=== Work instructions ===
An exact reprint of every record below is required, with the pictures left out.
::: Dataset records
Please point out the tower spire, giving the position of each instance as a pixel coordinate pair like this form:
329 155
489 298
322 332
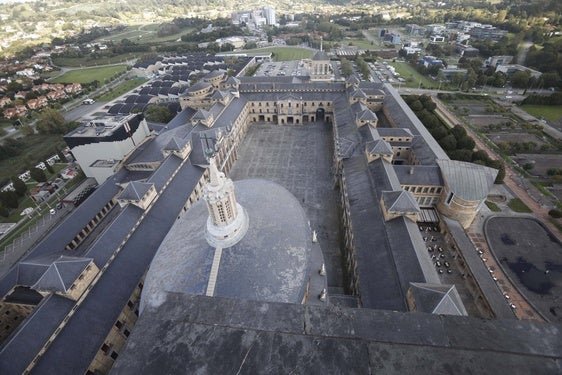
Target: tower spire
228 221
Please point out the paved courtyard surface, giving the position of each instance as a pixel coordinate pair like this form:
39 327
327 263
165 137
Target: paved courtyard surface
299 159
532 259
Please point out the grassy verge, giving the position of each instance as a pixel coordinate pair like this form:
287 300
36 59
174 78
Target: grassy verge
283 53
551 113
91 74
413 78
36 148
77 62
492 206
361 43
121 89
517 205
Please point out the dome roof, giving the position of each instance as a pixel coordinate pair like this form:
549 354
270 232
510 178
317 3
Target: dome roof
270 263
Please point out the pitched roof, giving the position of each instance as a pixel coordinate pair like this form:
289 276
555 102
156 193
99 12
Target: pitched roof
400 201
201 114
379 147
468 181
367 115
437 299
358 93
134 190
353 79
176 144
320 56
52 273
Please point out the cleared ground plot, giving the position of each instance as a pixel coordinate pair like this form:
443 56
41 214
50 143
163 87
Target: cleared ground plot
298 158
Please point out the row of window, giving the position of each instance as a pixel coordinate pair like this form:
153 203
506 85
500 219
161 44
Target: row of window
423 189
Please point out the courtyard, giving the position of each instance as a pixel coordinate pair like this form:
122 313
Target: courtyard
299 159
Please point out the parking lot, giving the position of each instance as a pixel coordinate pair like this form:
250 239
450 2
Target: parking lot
445 260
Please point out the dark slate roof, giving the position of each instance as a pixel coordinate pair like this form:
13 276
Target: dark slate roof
134 190
367 115
468 181
419 175
176 144
379 147
352 79
61 274
427 149
98 313
400 201
437 299
394 132
199 86
278 271
225 336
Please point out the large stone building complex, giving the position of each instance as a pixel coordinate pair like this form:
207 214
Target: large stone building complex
262 294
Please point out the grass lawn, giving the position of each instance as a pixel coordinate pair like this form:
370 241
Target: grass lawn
121 89
77 62
36 149
551 113
413 78
90 74
361 43
283 53
517 205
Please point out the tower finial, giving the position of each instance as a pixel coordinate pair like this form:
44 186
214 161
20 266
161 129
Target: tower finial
228 221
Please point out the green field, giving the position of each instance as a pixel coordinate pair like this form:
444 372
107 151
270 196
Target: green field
551 113
517 205
283 53
36 149
90 74
413 78
77 62
361 43
123 88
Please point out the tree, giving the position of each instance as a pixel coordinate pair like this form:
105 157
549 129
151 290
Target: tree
19 186
38 174
449 143
521 79
62 158
49 167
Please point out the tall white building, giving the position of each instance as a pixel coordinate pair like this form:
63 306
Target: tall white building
269 13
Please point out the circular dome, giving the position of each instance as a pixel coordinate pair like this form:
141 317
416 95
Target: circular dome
270 263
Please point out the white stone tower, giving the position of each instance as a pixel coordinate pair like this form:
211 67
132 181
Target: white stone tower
228 221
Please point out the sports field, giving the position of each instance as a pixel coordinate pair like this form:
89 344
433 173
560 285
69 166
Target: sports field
90 74
552 113
282 53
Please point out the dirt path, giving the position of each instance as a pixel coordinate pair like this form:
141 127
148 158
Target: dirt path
511 176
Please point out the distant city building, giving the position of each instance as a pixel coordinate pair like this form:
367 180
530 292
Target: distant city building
77 294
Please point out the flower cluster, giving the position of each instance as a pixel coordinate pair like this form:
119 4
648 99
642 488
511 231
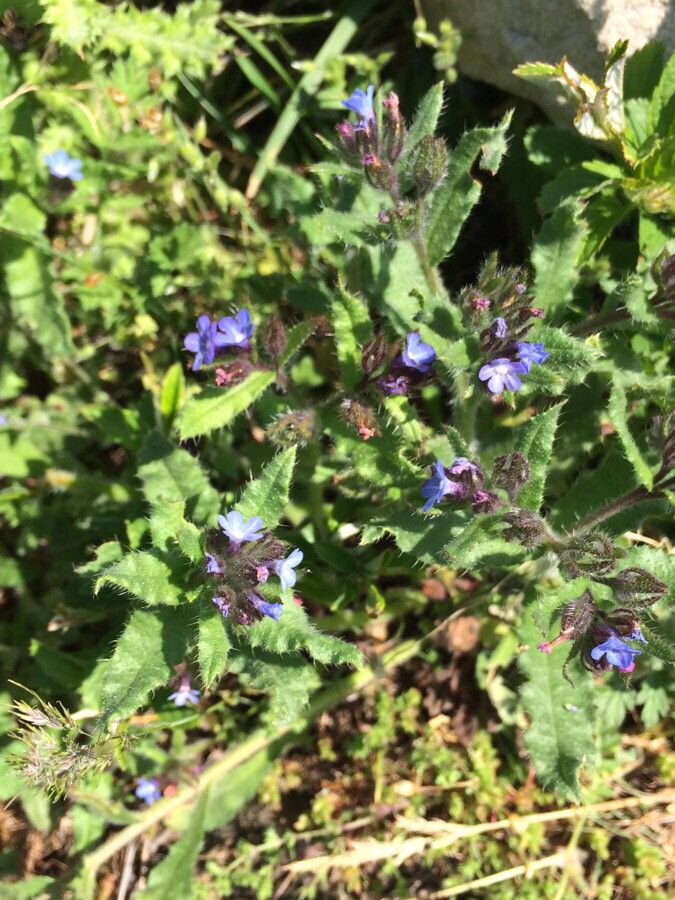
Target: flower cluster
462 482
240 558
233 332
::::::
=== Solution to this problem ===
Please point out the tower spire, giving the position of each instance as a pixel coordinate pair like this form:
329 155
489 298
322 332
Target: tower spire
228 221
Please point out the paved courtyard surface, giving the position of each instance as a pixel coordinate pair like this form:
39 327
327 263
165 137
Target: paved courtyard surface
299 159
532 259
Please point out the grassy verge, giving the position of each instance as a pixel coordinate pair like this form:
287 300
36 59
174 78
Target: grassy verge
283 53
551 113
91 74
413 78
36 148
77 62
492 206
361 43
121 89
517 205
Please point out the dome roof, giving the position of each instance as a pixel coordinate pair like this form:
549 354
270 232
510 178
317 3
Target: dome roof
270 263
Please point out the pitched roof, giving the position of each instance as a pixel coordinate pair like this form:
289 276
555 102
156 193
99 12
Target: pitched roof
400 201
201 114
379 147
468 181
367 115
437 299
358 93
134 190
353 79
176 144
320 56
52 273
Please point out the cleared ground plot, giving the position of each instance as a pixel coordinate pair like this form:
443 56
41 214
50 143
163 87
Target: cleared ground plot
298 158
Please point out the row of window, giving the position of each instance as a pixel coordinate pair like this form:
153 203
506 85
500 219
161 44
Target: row of window
423 189
Please point out the courtyard, giving the position of each instance as a pixel coordinate pair like this form:
122 313
Target: courtyard
299 159
Please point out the parking lot, giving the position of each instance as a pixel coordinate pair like this form:
250 239
450 2
Target: parking lot
445 260
Please point out the dark slate roof, giving the position of each instance as a pixel coordinate pair like this form:
13 276
Target: dark slate roof
134 190
367 115
468 181
419 175
176 144
379 147
352 79
61 274
427 149
98 313
400 201
437 299
394 132
199 86
278 271
225 336
Please point out the large stone building complex, giving the position of each instance as a pixel coordinate pair like this form:
207 214
Target: large stone building complex
262 294
Please point out the grass lawn, giving the position of each instance as a pixel coordinate pair like this form:
370 241
Target: grass lawn
121 89
77 62
36 149
551 113
413 78
90 74
361 43
283 53
517 205
Please point out the tower finial, giving the position of each instance as a pixel coordinate pair like this form:
44 186
214 161
20 266
161 129
Target: tower finial
228 221
Please point out the green field, giving the position of each instance as a pixel coordinate pair like this form:
444 372
107 151
270 196
Target: green field
551 113
517 205
283 53
36 149
90 74
413 78
77 62
361 43
123 88
Please point out the tree, giving the position of each instance as a pixel coordinate pair like this form:
105 157
549 129
151 290
Target: tree
19 186
38 174
449 143
521 79
62 158
49 167
Please point out the tall white building, giving the position of each instance as a pixel coordinate pair like this form:
63 306
Target: tall white building
269 13
Please point out the circular dome, giving the position of each instance as a pixel coordinate pair like this form:
141 317
416 95
Target: circular dome
270 263
Please point out the white stone tower, giving the position of each instance as a pixel coordinate pair like this form:
211 67
132 181
Target: white stone tower
228 221
Please point out the sports field, giving the position of each instance as a pixel coordinate pair like this form:
89 344
433 173
560 285
69 166
Target: sports field
90 74
552 113
282 53
Please point out the dirt path, giving the position of each instance as a pixel coordinate pair like this form:
141 127
148 158
Target: dirt path
511 176
Please point out the distant city building, giving the position of each instance as a pixel coordinate pair like this form:
367 180
530 292
Target: distant city building
77 294
Please point out the flower cluster, giving the position of each instance as a pixel coordinate pair like this form:
119 4
648 99
642 488
511 231
Target: flower cluster
462 482
240 558
233 332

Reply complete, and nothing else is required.